Return every line from the records below that has the word "tile".
──────── Supplied material
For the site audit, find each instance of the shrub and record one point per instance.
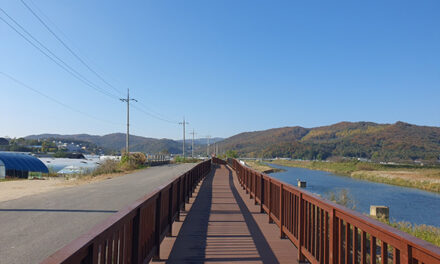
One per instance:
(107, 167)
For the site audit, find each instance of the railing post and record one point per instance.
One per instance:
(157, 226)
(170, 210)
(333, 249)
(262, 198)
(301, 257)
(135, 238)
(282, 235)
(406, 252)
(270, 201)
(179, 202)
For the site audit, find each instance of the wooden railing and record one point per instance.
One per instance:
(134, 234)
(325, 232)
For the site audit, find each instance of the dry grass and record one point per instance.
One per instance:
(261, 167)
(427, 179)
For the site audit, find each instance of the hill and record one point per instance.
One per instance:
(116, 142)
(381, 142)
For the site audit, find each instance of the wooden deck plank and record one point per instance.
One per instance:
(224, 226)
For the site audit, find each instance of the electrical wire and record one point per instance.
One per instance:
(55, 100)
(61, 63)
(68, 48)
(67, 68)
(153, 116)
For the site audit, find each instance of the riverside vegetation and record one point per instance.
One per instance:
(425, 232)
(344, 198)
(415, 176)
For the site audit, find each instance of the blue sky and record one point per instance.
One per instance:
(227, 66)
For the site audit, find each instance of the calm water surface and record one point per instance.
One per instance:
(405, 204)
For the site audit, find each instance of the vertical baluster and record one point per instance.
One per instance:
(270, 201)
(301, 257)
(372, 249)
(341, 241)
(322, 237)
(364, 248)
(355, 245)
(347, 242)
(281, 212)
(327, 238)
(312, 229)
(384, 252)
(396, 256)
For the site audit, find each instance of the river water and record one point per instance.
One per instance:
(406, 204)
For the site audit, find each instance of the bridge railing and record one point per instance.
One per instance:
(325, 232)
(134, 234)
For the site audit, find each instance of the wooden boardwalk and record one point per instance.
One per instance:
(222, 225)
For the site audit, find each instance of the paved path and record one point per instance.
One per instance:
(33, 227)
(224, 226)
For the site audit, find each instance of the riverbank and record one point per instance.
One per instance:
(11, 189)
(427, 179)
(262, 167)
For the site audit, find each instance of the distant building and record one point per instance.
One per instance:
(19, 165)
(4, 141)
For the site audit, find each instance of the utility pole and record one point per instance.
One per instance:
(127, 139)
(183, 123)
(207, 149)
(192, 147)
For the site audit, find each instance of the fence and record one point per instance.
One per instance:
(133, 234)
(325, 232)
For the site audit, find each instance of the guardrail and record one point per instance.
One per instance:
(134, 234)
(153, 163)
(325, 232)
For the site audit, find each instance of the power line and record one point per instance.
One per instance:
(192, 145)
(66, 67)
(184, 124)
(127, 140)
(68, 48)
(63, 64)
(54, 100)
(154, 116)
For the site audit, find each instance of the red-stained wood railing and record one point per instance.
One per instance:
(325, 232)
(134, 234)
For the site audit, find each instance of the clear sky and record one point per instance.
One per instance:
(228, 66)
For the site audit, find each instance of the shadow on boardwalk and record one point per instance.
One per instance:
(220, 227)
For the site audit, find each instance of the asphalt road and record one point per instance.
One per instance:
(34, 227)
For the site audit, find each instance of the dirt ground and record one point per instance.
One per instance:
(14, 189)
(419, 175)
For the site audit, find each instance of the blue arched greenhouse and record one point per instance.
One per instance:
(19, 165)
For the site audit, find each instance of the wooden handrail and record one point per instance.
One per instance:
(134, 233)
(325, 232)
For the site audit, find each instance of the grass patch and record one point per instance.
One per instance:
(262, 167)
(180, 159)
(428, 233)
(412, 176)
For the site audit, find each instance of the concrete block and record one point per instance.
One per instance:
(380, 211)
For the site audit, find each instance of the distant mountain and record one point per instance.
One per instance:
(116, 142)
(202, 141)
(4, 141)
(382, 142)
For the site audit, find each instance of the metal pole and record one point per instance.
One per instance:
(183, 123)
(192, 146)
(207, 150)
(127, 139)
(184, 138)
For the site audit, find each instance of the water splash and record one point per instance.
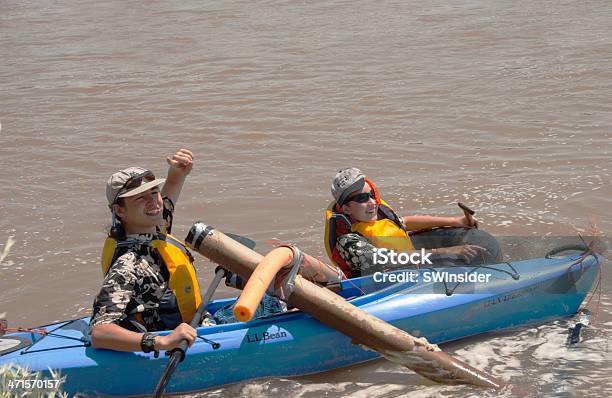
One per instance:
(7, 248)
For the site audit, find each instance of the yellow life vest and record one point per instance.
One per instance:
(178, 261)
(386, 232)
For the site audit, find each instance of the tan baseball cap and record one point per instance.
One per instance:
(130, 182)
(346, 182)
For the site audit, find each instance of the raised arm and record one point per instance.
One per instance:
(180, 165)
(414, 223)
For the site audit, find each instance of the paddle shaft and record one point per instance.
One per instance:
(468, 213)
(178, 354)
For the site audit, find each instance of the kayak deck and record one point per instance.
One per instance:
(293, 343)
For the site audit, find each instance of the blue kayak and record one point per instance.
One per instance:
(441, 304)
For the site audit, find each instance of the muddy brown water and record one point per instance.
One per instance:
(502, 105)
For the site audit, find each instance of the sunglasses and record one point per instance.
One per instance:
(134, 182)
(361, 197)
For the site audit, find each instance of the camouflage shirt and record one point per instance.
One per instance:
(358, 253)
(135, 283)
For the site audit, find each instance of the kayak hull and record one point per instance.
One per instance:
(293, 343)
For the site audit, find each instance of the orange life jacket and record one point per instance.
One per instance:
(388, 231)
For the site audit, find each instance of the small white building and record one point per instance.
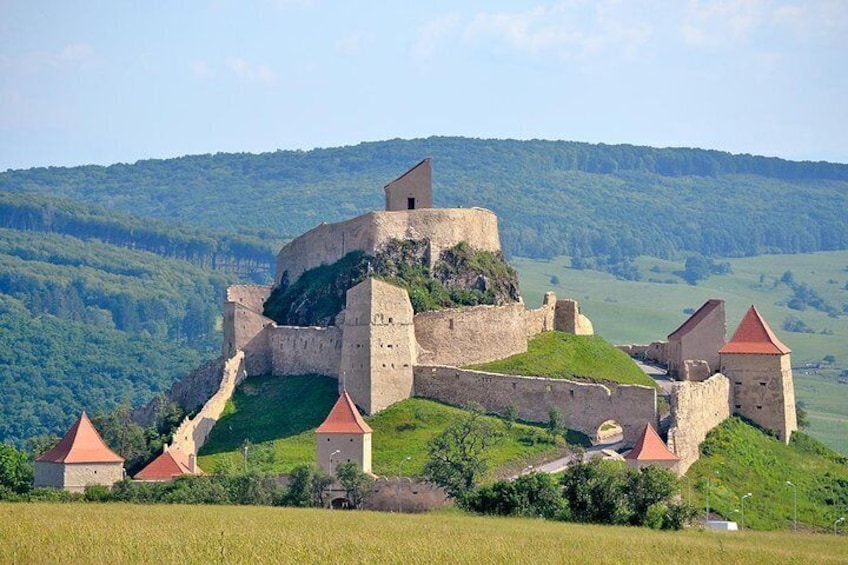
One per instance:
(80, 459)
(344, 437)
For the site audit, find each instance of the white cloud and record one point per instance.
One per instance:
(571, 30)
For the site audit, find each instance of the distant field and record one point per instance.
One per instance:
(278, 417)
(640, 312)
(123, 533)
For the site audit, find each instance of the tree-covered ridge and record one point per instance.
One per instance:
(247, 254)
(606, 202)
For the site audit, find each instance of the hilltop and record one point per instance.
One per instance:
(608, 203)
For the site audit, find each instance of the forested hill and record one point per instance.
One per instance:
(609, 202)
────────────────
──────── Supplied material
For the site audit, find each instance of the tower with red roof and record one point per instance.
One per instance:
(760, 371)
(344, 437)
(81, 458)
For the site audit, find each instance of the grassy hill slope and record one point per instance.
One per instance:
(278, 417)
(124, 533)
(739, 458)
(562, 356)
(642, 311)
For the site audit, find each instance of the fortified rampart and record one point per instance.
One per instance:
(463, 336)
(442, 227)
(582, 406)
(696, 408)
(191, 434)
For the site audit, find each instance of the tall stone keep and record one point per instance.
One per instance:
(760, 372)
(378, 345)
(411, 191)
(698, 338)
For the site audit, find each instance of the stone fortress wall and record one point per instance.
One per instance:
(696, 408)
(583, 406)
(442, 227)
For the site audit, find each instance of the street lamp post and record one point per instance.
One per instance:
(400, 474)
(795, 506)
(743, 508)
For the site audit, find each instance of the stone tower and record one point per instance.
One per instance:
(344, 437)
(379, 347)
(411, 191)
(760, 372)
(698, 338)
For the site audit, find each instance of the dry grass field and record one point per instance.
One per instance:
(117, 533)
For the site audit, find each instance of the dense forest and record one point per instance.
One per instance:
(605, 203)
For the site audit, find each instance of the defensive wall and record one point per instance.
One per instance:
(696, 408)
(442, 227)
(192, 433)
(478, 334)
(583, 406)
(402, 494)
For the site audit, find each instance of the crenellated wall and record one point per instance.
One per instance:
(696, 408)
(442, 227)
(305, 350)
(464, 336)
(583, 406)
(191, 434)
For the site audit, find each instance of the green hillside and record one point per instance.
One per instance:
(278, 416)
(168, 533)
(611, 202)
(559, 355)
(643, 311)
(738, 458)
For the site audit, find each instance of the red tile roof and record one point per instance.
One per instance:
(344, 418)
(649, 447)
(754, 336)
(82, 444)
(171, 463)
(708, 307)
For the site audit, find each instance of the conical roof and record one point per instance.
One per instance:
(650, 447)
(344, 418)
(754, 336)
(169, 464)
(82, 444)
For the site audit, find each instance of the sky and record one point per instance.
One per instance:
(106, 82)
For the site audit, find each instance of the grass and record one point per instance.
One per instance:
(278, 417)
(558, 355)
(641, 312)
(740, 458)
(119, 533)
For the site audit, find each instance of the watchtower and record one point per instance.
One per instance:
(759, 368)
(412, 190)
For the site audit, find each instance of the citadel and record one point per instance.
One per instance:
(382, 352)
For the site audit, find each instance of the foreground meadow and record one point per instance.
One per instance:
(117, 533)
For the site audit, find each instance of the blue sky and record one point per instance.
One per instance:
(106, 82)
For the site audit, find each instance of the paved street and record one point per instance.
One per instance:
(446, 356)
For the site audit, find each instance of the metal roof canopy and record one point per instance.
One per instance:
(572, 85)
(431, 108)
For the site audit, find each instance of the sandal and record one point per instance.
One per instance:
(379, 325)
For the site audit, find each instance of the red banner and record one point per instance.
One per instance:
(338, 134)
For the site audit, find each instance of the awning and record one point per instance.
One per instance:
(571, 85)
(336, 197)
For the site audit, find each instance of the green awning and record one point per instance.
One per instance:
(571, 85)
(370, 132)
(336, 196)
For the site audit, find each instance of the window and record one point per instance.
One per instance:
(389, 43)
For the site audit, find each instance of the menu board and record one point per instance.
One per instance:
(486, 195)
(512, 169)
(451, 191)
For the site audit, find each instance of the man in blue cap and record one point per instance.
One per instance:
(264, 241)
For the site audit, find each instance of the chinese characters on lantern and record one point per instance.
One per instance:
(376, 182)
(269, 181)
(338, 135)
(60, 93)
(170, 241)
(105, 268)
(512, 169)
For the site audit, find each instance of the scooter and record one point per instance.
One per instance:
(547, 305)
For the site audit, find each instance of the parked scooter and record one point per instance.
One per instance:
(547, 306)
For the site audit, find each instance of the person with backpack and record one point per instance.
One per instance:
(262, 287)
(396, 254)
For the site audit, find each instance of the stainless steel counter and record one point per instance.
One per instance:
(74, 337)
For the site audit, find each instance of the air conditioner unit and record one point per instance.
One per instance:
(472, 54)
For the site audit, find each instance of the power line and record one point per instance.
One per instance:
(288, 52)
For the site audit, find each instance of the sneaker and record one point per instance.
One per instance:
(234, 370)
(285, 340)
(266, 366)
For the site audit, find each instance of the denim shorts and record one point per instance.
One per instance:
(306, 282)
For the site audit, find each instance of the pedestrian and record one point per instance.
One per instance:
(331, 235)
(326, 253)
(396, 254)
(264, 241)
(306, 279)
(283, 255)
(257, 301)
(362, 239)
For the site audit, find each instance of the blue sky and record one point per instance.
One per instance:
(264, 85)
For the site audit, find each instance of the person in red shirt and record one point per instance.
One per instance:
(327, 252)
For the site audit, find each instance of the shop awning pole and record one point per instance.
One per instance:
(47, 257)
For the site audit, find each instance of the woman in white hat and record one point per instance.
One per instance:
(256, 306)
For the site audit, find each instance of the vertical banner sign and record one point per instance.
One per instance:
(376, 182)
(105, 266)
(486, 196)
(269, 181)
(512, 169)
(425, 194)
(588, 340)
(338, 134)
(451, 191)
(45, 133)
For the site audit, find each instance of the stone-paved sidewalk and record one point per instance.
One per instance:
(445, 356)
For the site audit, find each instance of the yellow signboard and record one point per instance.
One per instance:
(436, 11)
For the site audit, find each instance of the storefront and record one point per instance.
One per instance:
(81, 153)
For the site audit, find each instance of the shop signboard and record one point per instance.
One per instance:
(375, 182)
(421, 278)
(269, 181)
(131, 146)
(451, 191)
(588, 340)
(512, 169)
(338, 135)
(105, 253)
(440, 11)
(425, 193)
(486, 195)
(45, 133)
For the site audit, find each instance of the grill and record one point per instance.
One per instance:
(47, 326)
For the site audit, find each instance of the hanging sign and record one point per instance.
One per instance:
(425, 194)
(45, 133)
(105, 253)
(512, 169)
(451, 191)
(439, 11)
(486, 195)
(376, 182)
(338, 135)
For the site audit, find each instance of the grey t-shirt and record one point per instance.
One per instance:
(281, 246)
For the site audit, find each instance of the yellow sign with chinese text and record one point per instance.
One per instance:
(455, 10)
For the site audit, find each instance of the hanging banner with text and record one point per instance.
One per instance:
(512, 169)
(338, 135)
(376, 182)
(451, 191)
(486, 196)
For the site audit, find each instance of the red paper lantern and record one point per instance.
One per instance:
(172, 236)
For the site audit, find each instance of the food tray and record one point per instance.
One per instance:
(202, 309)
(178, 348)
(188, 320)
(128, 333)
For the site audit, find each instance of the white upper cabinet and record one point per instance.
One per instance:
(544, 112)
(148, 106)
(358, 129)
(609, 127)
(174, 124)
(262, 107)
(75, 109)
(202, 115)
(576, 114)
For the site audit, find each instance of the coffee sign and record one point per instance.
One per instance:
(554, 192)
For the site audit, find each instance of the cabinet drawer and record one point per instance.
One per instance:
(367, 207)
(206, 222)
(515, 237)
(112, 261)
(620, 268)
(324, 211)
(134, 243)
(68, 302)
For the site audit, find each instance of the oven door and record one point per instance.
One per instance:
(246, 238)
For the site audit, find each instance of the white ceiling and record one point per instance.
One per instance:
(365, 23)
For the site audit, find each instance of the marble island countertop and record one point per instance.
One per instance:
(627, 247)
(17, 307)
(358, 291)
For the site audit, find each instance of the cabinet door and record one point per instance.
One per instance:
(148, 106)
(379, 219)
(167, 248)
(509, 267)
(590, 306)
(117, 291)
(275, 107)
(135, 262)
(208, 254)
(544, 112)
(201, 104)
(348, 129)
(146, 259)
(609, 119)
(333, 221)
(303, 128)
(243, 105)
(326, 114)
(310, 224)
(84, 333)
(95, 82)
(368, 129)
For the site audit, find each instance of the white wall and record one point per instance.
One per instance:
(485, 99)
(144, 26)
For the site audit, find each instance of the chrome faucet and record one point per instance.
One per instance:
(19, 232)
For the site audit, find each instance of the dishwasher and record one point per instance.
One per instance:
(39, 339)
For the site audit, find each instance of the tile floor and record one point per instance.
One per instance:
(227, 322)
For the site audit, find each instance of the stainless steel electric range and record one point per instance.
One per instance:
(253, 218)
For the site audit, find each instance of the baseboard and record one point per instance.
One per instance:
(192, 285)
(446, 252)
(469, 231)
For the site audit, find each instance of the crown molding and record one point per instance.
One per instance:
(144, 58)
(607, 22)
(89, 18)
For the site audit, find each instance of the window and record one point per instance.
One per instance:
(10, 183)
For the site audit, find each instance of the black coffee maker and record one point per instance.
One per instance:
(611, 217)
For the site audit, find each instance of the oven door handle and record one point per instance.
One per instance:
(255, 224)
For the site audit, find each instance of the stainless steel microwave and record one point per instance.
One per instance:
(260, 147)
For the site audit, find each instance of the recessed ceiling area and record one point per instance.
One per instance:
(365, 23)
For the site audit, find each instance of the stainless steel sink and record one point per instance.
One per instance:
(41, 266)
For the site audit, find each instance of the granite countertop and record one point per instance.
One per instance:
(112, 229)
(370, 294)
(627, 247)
────────────────
The answer:
For the site audit, find each instance of the red tile roof and record one point per instance.
For the site audit, find each instance of the tile floor and record one point per instance.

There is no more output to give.